## TEXT TO READ
==================================================

IN RE: UNION CARBIDE CORPORATION GAS PLANT DISASTER AT BHOPAL, INDIA IN DECEMBER, 1984

MDL No. 626; Misc. No. 21-38 (JFK) ALL CASES

UNITED STATES DISTRICT COURT FOR THE SOUTHERN DISTRICT OF NEW YORK

634 F. Supp. 842; 1986 U.S. Dist. LEXIS 25624

May 12, 1986

COUNSEL: [**1]
For the Union of India: Robins, Zelle, Larson & Kaplan, Minneapolis, Minnesota, of counsel: Michael V. Ciresi, Esq., Bruce A. Finzen, Esq., Roberta B. Walburn, Esq., Barrett, Smith, Schapiro, Simon & Armstrong, New York, New York, of counsel: Gerald A. Novack, Esq.

==================================================

## DATA SECTION
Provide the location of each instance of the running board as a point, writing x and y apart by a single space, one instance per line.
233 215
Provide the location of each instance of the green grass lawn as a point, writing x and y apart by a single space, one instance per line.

==================================================

## REQUIREMENT A
Name every attorney that the case caption lists as counsel for the Union of India.
## REQUIREMENT B
According to the case caption, which court decided the matter?
## REQUIREMENT C
Using the case caption, explain in one or two sentences what event the proceeding concerns and which party the listed counsel represent.

## FULL OUTPUT A
Michael V. Ciresi, Bruce A. Finzen, Roberta B. Walburn, and Gerald A. Novack.

## FULL OUTPUT B
The United States District Court for the Southern District of New York.

## FULL OUTPUT C
The proceeding concerns the Union Carbide Corporation gas plant disaster at Bhopal, India, in December 1984. The counsel listed appear for the Union of India.